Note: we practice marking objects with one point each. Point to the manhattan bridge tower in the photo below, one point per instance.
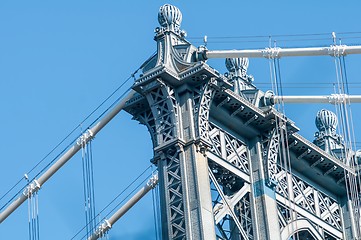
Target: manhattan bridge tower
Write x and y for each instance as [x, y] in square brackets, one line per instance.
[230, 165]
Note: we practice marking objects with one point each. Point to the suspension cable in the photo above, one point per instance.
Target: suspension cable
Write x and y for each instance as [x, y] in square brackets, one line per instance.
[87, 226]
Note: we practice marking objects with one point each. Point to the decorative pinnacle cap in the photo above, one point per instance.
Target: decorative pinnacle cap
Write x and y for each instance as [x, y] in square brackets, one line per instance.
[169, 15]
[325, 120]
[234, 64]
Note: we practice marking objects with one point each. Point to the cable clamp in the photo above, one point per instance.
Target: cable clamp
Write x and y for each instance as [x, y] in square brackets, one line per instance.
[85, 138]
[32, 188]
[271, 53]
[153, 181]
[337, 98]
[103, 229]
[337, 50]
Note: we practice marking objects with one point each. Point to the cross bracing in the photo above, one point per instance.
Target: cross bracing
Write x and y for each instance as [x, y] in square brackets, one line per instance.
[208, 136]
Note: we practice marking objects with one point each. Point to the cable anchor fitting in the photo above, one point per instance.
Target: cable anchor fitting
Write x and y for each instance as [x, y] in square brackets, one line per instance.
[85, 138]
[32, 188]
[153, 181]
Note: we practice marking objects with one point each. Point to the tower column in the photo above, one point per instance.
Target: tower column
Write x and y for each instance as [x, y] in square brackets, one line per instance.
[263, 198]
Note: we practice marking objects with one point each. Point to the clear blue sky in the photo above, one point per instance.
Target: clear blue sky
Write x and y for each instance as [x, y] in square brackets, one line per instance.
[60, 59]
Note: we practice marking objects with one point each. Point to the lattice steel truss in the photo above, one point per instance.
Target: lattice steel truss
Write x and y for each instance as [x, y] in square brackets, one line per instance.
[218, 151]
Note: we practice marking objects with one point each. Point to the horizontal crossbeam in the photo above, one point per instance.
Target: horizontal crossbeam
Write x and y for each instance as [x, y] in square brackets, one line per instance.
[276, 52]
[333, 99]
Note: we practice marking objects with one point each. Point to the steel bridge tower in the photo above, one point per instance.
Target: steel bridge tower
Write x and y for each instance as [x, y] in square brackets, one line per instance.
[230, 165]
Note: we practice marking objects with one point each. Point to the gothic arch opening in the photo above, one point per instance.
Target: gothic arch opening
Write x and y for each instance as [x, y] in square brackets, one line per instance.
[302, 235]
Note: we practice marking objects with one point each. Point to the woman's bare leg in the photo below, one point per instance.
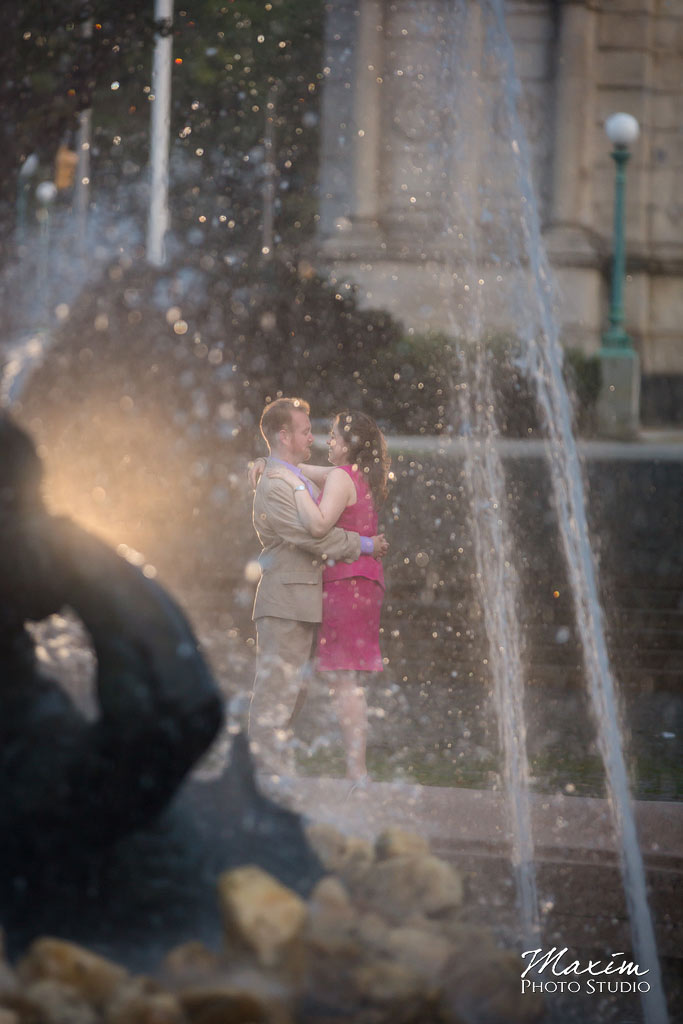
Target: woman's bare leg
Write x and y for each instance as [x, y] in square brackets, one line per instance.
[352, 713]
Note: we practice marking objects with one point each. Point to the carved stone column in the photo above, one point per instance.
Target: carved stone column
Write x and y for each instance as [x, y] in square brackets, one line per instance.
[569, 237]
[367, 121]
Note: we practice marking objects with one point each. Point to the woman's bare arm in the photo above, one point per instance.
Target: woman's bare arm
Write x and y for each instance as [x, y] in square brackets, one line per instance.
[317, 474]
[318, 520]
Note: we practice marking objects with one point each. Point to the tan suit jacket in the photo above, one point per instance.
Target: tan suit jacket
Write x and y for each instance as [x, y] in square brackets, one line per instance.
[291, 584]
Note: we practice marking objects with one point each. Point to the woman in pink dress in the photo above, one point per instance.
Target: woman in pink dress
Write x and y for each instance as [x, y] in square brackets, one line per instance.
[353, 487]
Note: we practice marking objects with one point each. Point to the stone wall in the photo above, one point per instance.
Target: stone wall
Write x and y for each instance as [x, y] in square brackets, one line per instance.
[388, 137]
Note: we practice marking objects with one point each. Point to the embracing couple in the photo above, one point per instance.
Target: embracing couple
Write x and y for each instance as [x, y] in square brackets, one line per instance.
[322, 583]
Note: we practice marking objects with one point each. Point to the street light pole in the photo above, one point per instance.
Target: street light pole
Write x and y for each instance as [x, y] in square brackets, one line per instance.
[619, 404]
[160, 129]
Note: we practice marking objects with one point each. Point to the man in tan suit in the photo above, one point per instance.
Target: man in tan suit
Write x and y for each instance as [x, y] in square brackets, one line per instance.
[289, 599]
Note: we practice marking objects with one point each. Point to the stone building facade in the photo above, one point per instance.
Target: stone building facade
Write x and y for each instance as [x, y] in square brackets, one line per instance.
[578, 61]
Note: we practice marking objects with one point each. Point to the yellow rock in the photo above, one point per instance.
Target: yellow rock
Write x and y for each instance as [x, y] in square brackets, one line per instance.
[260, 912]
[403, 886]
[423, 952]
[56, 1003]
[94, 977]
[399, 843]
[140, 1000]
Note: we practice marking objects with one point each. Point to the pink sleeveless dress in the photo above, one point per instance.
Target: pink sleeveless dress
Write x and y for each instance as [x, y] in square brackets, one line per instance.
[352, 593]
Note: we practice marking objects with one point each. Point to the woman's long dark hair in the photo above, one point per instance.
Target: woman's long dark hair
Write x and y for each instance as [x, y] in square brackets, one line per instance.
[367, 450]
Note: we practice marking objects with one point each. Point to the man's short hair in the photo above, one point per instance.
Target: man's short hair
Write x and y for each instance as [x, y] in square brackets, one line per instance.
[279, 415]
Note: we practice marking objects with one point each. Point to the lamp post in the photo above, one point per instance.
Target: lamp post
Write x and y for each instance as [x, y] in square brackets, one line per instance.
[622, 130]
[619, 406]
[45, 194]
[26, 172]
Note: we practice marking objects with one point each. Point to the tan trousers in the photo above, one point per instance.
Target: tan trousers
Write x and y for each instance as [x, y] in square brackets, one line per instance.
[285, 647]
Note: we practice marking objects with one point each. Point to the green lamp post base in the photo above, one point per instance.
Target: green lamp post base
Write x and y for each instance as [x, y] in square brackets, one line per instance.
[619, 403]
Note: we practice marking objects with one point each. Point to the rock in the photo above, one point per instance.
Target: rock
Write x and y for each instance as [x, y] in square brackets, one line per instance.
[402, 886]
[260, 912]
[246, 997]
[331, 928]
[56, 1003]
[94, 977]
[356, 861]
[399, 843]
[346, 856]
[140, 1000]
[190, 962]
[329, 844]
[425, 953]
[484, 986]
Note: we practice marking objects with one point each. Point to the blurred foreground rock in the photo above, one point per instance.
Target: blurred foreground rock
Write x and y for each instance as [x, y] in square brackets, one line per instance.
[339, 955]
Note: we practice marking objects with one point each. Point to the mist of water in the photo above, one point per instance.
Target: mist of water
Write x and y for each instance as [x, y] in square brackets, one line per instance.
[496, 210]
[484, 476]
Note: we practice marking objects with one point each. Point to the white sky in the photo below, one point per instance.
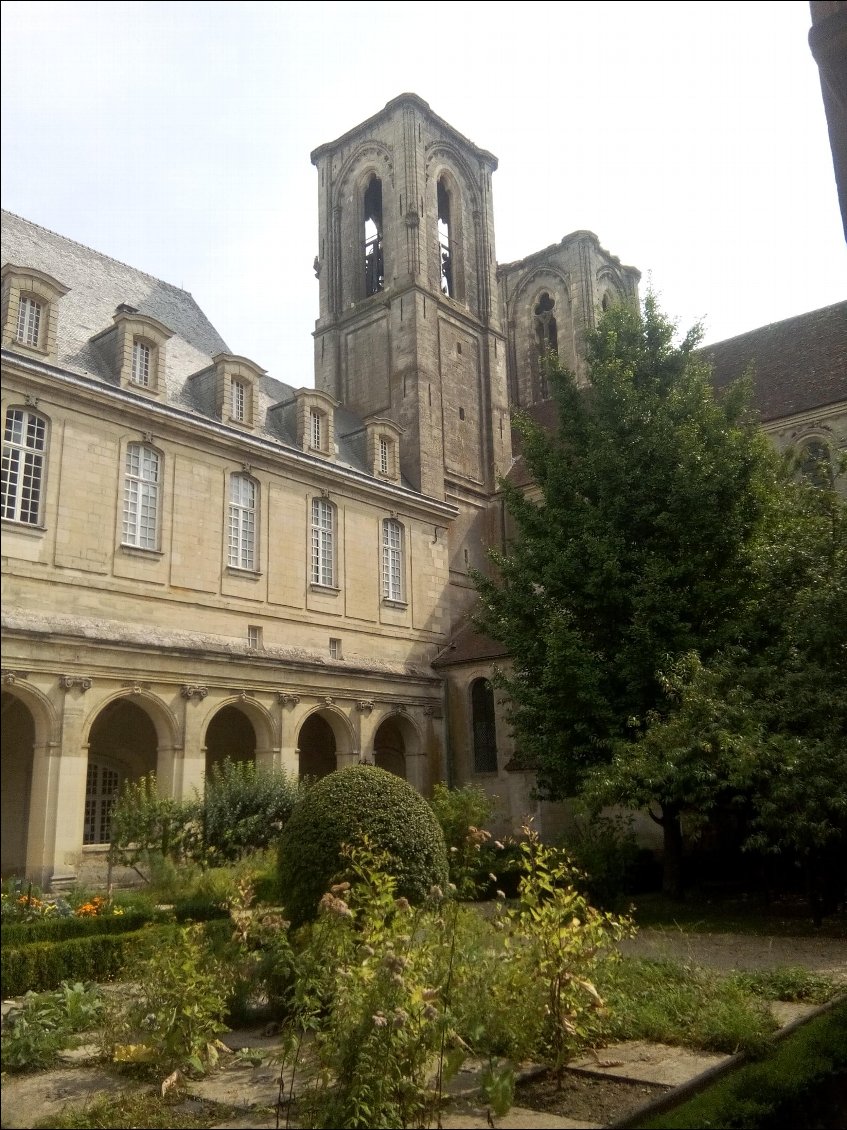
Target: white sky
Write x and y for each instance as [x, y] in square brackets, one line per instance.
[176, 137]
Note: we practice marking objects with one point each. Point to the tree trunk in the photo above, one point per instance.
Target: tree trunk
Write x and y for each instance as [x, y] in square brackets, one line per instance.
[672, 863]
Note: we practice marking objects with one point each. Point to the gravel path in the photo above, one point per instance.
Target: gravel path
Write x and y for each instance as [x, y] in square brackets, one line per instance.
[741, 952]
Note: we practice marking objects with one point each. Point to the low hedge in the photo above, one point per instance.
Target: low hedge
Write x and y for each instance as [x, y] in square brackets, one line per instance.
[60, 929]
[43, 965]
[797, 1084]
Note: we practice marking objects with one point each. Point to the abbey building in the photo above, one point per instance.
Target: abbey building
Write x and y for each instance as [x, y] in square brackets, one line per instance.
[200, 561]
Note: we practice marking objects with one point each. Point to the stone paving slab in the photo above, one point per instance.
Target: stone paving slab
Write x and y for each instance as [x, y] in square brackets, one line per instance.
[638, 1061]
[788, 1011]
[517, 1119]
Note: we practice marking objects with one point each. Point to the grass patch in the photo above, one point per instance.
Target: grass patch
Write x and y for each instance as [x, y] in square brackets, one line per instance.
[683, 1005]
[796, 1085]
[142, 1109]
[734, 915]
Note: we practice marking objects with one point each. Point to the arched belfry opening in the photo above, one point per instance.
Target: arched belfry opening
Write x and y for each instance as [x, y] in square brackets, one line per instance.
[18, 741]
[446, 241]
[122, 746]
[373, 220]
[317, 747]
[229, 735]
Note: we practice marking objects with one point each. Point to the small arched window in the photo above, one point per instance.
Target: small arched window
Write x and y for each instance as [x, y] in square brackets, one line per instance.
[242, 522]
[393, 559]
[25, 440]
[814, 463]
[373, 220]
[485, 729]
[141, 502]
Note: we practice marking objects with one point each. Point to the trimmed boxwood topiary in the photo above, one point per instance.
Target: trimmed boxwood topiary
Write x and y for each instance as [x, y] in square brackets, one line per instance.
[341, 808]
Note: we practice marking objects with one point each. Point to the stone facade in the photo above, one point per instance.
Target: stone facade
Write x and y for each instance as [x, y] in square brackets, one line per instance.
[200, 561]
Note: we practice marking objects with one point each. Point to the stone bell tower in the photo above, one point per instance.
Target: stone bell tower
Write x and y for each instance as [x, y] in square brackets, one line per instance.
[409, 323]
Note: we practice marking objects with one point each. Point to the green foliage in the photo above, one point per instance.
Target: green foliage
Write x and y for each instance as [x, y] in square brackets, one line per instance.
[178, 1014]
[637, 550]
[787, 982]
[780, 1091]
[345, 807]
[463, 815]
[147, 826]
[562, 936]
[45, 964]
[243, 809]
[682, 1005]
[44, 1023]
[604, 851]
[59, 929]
━━━━━━━━━━
◆ **Goal**
Render the listing above, from the line containing "the low hedge" down through the line containing "[517, 1119]", as a Markdown table. Use the columns Row and Entry, with a row number and one line per row, and leave out any blank lines.

◆ **Task response**
| Row | Entry |
|---|---|
| 1 | Note: we practice marking objects with one point each. Point to the low hedge in the photo above, one point per instance. |
| 2 | Target: low hedge |
| 3 | Write x and y for each instance as [x, y] in square brackets, one line per instance. |
| 4 | [60, 929] |
| 5 | [43, 965] |
| 6 | [797, 1084] |
| 7 | Note: we practice marking objects with one point each. Point to the abbey building in the photo above, one point per instance. |
| 8 | Target: abbey building |
| 9 | Write x and y for each instance as [x, y] in square brackets, one line per instance. |
| 10 | [200, 561] |
| 11 | Note: we practice marking objects with one point each. Point to the stone paving slab in the photo above, one point per instance. |
| 12 | Target: stone paving slab |
| 13 | Write x and y for each instance as [x, y] in square brackets, one line per instance. |
| 14 | [638, 1061] |
| 15 | [788, 1011] |
| 16 | [517, 1119] |